[Coordinate annotation entries]

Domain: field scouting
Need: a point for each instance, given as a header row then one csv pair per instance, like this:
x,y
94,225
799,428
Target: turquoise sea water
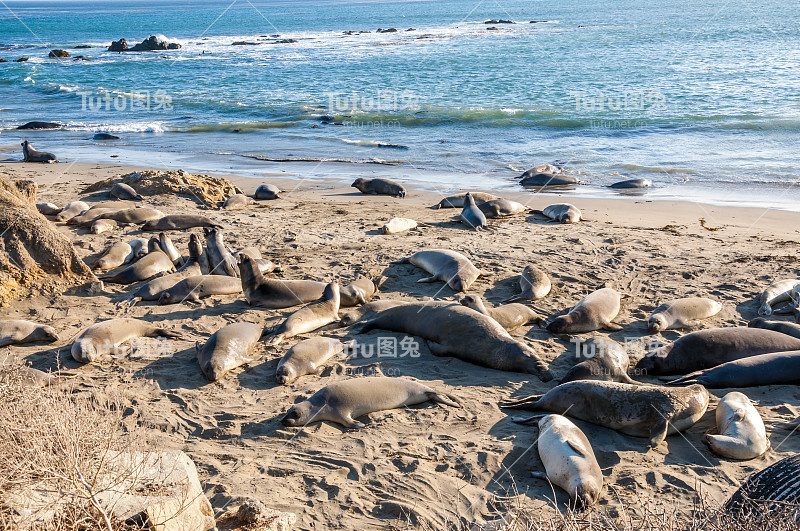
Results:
x,y
703,98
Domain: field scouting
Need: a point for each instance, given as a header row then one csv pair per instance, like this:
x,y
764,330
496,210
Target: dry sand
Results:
x,y
432,463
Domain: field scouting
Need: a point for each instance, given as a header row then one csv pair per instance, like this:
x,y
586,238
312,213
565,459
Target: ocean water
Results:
x,y
701,97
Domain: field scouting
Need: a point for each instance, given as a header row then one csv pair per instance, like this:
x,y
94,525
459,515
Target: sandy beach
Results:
x,y
426,464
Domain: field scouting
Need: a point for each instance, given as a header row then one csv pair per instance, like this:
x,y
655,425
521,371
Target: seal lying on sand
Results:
x,y
379,187
742,434
708,348
593,312
308,357
344,401
450,267
101,339
455,330
228,348
641,411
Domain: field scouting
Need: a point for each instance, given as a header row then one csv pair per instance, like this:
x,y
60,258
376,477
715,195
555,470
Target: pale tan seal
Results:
x,y
227,348
311,317
509,316
741,430
682,313
641,411
17,332
308,357
451,267
344,401
569,460
102,339
593,312
533,284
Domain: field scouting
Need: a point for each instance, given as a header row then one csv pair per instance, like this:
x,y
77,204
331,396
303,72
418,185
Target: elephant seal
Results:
x,y
101,339
133,215
784,327
607,362
179,222
509,316
267,191
220,260
308,357
125,192
228,348
772,490
455,330
682,313
153,263
367,311
742,434
47,209
450,267
499,208
311,317
775,368
569,460
379,187
632,184
708,348
237,202
778,292
71,210
533,284
344,401
563,213
538,179
103,225
31,155
593,312
471,215
118,254
17,332
641,411
195,288
457,201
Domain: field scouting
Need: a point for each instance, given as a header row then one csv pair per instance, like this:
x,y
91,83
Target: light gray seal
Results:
x,y
533,284
455,330
179,222
569,460
310,317
197,287
775,368
267,191
784,327
607,362
125,192
450,267
682,313
17,332
344,401
227,348
308,357
379,187
31,155
471,215
103,338
740,428
708,348
593,312
509,316
457,201
641,411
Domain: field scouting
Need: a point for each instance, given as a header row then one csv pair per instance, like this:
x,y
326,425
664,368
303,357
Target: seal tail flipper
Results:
x,y
442,398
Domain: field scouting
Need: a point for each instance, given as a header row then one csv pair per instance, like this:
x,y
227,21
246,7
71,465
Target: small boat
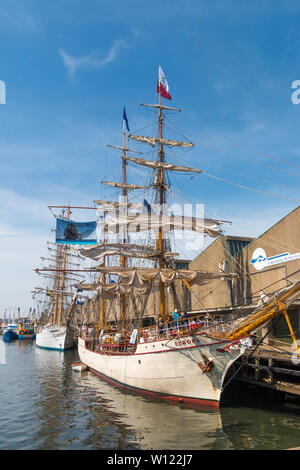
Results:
x,y
10,333
79,367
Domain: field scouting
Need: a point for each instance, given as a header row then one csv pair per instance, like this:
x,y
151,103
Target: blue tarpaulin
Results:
x,y
76,233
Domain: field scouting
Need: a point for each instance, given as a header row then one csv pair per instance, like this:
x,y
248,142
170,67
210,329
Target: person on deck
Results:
x,y
160,327
185,319
168,321
175,318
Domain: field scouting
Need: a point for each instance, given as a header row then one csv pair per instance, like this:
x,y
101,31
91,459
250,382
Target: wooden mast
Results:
x,y
161,198
103,282
124,196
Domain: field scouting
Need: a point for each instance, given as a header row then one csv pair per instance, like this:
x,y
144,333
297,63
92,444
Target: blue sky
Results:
x,y
71,66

* Directions *
In your copy, leave out the pictures and reproduce the material above exactly.

* Full output *
Domain: field scouting
Need: a point for each instance, given as a header row then one csv pair per instance, like this:
x,y
94,225
799,428
Target: turquoise sea water
Results:
x,y
703,98
Domain: field scouting
Need: a point for each instance, given as a header row then one csv pair per instance, like this:
x,y
764,330
496,210
Target: dry sand
Results:
x,y
432,463
Domain: field scouting
Need: a point for each instance, given as a header row then one csv pair per instance, like this:
x,y
586,238
312,213
565,459
Target: ocean water
Results:
x,y
701,97
Domain: field scouting
Need: a point for each instance, given as a header row then one csv pair per instance, like this:
x,y
94,525
459,515
Target: sandy beach
Results:
x,y
426,464
Domain: field scouting
Need: a point for each instance, given as a header row then one csv pair per instance, like this:
x,y
655,425
521,371
Target: seal lying on sand
Results:
x,y
379,187
742,434
708,348
593,312
308,357
344,401
450,267
101,339
455,330
228,348
641,411
Domain: field scouting
Need: a point for each instance, given as a header row then one csv pair per instance, like this:
x,y
60,258
376,477
715,195
555,470
Target: pale tan seal
Results:
x,y
227,348
311,317
509,316
741,430
682,313
641,411
17,332
308,357
451,267
344,401
569,460
102,339
593,312
533,284
Domain: field scouting
Need: a point for each instance, given as a header row then one csv pair per instance, like this:
x,y
77,204
331,396
303,72
418,185
Target: elephant seal
Results:
x,y
101,339
133,215
784,327
607,362
179,222
509,316
267,191
220,260
308,357
125,192
228,348
772,490
455,330
682,313
153,263
367,311
742,434
47,209
450,267
499,208
311,317
775,368
569,460
379,187
632,184
708,348
237,202
778,292
71,210
533,284
344,401
563,213
538,179
103,225
31,155
593,312
471,215
118,254
17,332
641,411
195,288
457,201
Domain: field scouting
Need: a point for each instance, given as a header row then one csv pair per instance, like this:
x,y
91,83
Target: light gray seal
Results:
x,y
533,284
455,330
179,222
569,460
310,317
197,287
775,368
267,191
784,327
607,362
125,192
450,267
682,313
17,332
344,401
227,348
308,357
379,187
31,155
471,215
103,338
740,428
708,348
593,312
509,316
457,201
641,411
Domain: field scouting
Need: a point for each instance, given as a header row then one csv pair per instance, like this:
x,y
326,425
664,368
303,357
Target: seal tail flipper
Results:
x,y
442,398
Domain: field scouting
Need: a point for each instance, given as a header row then one csv pair per instance, like this:
x,y
227,21
246,7
71,465
Target: small boat
Results:
x,y
10,333
79,367
Domain: field scouting
Need: a point for each instance, given as a header row then one csv pair per instance, like this:
x,y
151,103
Target: blue tarpaulin
Results:
x,y
76,233
Domain: field scouting
Need: a point for each instance, given as a header row then one csv pair per instance, like this:
x,y
248,142
170,67
210,329
Target: person on deck
Results:
x,y
160,327
185,319
168,321
175,318
Domain: field scouting
Need: a point for each instance, given as a header row then one csv pair per instance, like this:
x,y
101,31
91,459
250,382
Target: wooden mast
Results:
x,y
161,198
103,282
124,196
Domain: field scouting
Need: a point for each instance, given as a header row then one csv pair per instance, like this:
x,y
144,333
297,63
92,444
Target: blue sky
Results:
x,y
71,66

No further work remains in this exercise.